### Extracted information

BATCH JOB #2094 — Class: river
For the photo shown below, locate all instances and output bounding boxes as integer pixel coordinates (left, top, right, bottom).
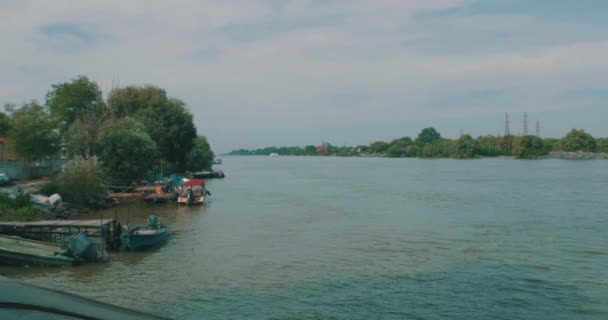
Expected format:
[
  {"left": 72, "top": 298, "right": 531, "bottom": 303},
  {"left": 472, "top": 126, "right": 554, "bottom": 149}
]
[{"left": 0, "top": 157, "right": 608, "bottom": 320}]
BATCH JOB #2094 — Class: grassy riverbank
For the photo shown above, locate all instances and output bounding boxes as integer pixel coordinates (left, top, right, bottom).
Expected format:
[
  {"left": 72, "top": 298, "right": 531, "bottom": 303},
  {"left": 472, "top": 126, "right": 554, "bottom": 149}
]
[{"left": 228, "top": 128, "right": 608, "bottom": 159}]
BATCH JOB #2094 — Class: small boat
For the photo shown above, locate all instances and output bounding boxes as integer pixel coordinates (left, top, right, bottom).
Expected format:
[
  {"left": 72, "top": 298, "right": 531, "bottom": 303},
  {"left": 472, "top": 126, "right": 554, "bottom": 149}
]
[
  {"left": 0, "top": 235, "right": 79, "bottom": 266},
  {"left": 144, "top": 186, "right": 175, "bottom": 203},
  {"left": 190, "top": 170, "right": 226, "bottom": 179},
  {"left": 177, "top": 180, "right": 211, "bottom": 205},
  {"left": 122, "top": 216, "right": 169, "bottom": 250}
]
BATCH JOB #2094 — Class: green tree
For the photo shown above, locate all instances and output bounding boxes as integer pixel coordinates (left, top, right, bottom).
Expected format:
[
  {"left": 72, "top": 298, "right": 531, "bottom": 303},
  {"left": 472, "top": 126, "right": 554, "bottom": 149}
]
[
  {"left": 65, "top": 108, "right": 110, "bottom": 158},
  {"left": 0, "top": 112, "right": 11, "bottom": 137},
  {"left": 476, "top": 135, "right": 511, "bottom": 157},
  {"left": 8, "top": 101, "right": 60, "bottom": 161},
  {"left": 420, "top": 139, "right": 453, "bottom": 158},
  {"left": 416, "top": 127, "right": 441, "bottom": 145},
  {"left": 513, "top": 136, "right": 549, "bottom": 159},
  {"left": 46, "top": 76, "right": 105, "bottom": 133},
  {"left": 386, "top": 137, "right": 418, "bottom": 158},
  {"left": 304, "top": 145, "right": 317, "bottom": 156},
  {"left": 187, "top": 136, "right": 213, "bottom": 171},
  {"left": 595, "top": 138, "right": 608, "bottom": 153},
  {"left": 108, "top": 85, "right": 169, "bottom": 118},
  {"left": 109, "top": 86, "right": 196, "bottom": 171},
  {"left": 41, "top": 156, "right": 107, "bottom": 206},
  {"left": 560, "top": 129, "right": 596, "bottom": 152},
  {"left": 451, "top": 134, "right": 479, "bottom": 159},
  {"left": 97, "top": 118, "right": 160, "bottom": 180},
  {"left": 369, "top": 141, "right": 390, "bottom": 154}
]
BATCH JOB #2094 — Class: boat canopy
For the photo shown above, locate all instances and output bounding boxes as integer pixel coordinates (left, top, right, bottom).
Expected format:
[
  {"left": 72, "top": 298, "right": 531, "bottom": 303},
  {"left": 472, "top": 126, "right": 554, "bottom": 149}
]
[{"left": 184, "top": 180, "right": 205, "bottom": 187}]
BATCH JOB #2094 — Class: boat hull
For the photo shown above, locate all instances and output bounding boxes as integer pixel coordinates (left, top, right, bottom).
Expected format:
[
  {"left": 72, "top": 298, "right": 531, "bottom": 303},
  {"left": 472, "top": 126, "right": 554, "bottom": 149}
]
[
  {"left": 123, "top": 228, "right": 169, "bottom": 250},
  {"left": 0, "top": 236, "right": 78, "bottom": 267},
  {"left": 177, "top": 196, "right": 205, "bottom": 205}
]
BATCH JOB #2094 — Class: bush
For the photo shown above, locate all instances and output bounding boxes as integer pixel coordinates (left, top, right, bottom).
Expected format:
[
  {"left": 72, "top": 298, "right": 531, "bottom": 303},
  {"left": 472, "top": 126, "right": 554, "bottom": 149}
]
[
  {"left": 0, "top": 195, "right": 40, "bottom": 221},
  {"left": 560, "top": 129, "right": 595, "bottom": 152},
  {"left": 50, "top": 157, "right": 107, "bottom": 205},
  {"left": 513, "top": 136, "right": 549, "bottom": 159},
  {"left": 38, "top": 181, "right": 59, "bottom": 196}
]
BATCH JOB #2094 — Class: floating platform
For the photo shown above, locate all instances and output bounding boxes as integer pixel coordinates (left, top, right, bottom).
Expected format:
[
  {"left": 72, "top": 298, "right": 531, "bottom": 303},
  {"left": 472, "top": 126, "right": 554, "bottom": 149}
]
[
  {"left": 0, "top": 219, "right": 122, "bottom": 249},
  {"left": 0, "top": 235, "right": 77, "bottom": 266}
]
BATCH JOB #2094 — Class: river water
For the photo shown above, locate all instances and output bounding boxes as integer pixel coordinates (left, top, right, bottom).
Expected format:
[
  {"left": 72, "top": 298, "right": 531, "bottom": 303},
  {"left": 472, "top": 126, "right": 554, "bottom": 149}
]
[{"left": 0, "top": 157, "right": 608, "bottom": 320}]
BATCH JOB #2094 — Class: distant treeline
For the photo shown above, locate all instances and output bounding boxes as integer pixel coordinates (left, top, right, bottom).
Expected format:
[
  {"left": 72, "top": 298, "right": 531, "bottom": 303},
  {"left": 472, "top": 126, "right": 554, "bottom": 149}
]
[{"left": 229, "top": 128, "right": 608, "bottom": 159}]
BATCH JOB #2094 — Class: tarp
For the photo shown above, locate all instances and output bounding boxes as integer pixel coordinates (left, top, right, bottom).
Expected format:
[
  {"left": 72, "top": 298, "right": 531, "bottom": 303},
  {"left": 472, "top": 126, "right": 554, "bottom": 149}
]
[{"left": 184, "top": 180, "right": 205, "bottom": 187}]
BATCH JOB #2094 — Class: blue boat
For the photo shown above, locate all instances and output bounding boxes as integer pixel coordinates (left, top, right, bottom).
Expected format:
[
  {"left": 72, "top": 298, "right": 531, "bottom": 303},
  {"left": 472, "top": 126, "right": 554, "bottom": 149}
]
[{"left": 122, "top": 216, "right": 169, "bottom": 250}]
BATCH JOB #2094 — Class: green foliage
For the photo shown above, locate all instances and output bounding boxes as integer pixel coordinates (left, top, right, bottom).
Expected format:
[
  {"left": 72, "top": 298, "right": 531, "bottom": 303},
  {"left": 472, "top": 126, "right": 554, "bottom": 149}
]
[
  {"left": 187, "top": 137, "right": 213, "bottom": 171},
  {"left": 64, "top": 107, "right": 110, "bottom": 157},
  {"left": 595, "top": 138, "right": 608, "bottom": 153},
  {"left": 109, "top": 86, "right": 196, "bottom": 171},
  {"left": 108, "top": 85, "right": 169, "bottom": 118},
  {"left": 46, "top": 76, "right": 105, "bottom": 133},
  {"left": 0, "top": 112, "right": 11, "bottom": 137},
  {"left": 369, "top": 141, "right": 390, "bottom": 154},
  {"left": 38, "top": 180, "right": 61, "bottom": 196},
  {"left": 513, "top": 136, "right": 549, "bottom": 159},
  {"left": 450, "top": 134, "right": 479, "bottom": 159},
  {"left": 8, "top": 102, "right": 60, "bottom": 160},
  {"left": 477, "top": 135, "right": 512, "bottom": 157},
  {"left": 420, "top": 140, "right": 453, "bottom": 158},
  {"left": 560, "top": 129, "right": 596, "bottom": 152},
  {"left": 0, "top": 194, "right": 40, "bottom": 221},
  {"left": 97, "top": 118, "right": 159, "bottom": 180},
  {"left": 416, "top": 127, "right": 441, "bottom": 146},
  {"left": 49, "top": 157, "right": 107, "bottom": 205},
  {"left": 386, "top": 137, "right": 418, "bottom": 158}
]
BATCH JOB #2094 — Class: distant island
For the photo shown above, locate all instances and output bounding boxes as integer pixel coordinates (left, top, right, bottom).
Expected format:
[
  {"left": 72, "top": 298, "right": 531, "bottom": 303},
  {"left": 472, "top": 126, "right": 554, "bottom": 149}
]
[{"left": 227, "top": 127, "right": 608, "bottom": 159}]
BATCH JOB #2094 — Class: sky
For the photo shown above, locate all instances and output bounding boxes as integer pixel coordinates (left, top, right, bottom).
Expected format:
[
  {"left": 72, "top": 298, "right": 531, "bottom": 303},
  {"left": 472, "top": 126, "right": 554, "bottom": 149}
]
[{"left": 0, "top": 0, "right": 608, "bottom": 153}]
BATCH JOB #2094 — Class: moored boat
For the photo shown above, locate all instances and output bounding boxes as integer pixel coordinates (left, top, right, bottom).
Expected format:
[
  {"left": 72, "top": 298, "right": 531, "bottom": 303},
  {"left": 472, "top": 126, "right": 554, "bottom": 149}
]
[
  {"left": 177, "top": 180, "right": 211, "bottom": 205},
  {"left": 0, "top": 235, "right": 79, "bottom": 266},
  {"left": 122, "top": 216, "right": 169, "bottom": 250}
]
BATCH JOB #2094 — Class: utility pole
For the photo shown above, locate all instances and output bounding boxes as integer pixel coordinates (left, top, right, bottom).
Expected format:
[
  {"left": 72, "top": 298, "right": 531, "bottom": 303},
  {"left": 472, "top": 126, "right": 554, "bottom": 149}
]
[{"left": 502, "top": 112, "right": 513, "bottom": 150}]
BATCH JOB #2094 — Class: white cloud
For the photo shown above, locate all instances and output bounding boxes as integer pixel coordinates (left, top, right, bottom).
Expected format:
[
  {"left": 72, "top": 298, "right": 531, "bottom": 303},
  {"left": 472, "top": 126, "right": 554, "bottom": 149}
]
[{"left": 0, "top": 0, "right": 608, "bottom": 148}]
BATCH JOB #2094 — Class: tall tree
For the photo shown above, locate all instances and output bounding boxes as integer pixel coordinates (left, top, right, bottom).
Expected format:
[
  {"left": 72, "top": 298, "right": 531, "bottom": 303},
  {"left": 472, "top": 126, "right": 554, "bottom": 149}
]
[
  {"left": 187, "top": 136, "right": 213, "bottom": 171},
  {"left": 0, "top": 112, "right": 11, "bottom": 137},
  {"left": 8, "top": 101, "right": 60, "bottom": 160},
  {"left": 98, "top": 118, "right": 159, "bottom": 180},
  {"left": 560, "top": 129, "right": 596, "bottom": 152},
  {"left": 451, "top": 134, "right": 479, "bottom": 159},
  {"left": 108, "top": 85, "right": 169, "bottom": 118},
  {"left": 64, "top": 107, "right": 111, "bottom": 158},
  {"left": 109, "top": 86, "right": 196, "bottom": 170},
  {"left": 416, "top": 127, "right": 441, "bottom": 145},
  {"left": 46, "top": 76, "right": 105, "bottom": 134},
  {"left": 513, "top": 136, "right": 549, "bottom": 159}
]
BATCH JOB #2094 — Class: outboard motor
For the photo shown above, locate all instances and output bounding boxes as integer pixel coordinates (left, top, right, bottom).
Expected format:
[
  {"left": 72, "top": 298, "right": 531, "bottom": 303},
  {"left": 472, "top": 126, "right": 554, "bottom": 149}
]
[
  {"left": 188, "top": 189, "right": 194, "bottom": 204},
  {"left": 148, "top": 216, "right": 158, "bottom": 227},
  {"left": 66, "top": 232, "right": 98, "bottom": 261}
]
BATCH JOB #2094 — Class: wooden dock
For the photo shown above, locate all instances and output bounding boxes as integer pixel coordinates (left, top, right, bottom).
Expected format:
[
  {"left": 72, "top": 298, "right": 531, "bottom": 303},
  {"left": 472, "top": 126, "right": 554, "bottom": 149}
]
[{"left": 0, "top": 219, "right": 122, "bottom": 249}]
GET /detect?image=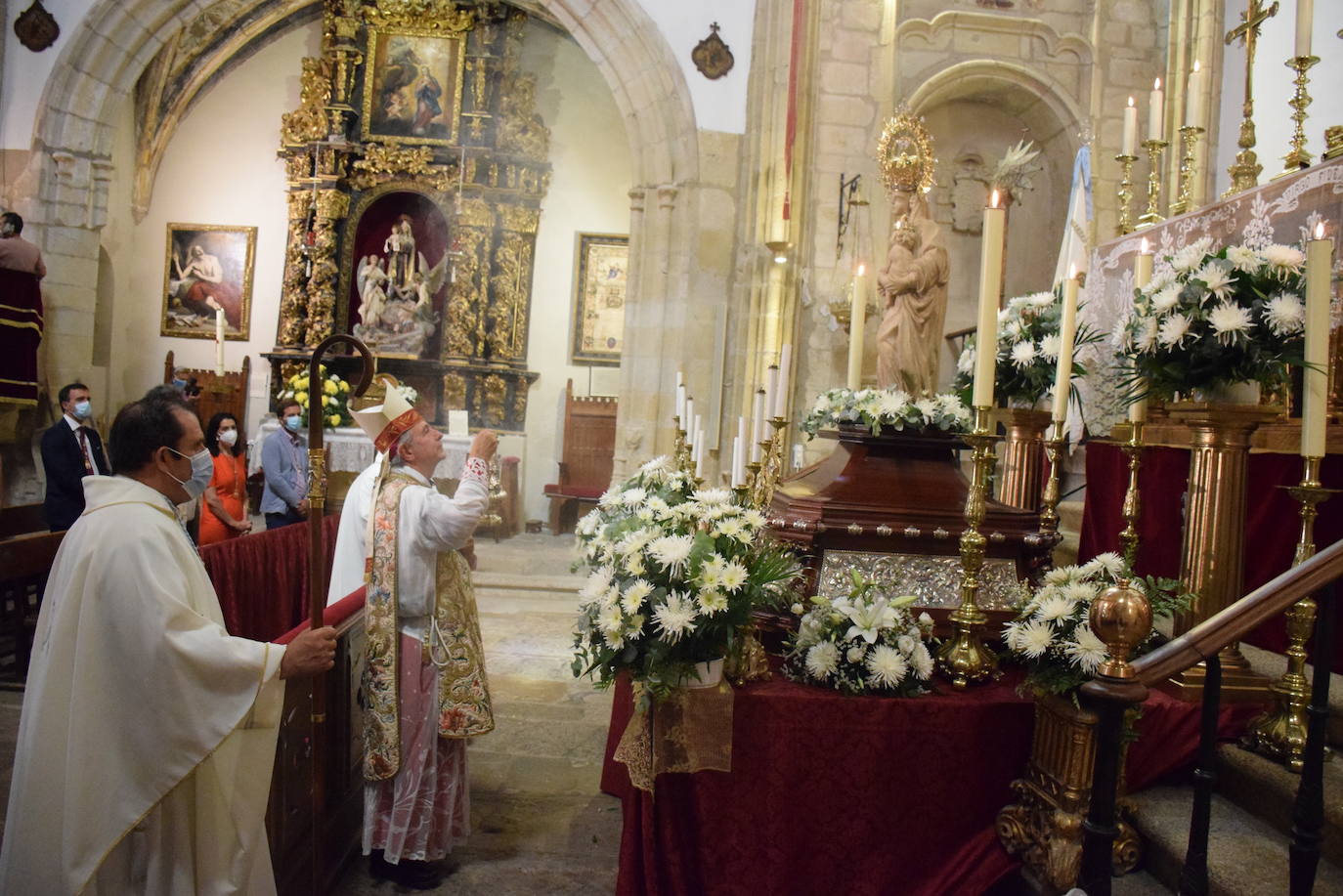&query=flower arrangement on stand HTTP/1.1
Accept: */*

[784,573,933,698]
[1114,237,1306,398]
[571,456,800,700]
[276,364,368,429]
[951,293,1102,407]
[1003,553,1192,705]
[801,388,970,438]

######

**What to do:** Select each line of the listing that contains the word "boat", and copy those lines.

**Answer to this task:**
BATCH JOB #2094 — Class: small boat
BATCH JOB #2094 — Class: boat canopy
BATCH JOB #2094 — Class: boat hull
BATCH JOB #2094 — Class: blue boat
BATCH JOB #2094 — Class: moored boat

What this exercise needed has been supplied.